*Bounding box annotation records:*
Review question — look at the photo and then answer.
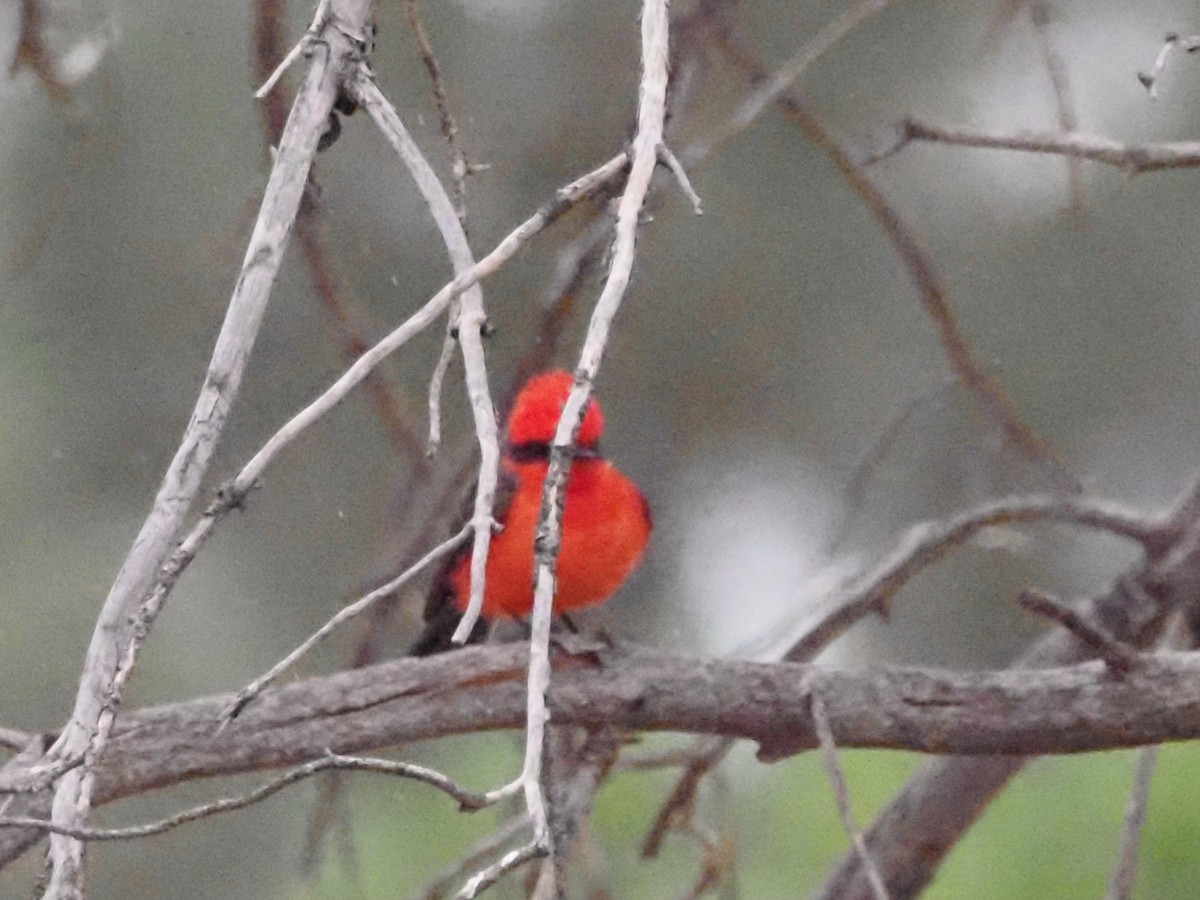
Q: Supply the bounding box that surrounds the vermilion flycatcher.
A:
[410,372,650,655]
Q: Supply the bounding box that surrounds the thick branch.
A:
[0,646,1200,864]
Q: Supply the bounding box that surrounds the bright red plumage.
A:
[448,372,650,618]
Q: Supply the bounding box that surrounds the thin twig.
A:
[1025,0,1084,222]
[455,840,548,900]
[0,754,485,841]
[37,0,370,899]
[748,87,1080,493]
[1138,34,1200,100]
[659,144,704,216]
[511,0,670,857]
[809,685,888,900]
[0,728,34,750]
[828,376,959,551]
[425,331,456,456]
[254,0,331,100]
[404,0,473,229]
[348,70,500,643]
[1104,746,1158,900]
[251,0,427,472]
[642,737,733,859]
[222,526,470,727]
[1016,588,1141,673]
[860,119,1200,175]
[680,0,894,166]
[784,497,1162,661]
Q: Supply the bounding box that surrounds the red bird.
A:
[410,372,650,655]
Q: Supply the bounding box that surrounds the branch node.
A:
[1016,588,1142,676]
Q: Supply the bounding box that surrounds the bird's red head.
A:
[509,371,604,449]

*EXERCISE:* Rewrite the part of the records that opens with the line containing "Q: Supply the bounding box that surrounds the branch" and runs through the end of the records, swapping "node" for "fork" and changing nothing else.

*TASK ANSWER:*
Q: Supply the bounding box that surrounds the branch fork.
A:
[1016,588,1142,676]
Q: Supply the bounding box that surrounds the bird's red head.
A:
[509,371,604,449]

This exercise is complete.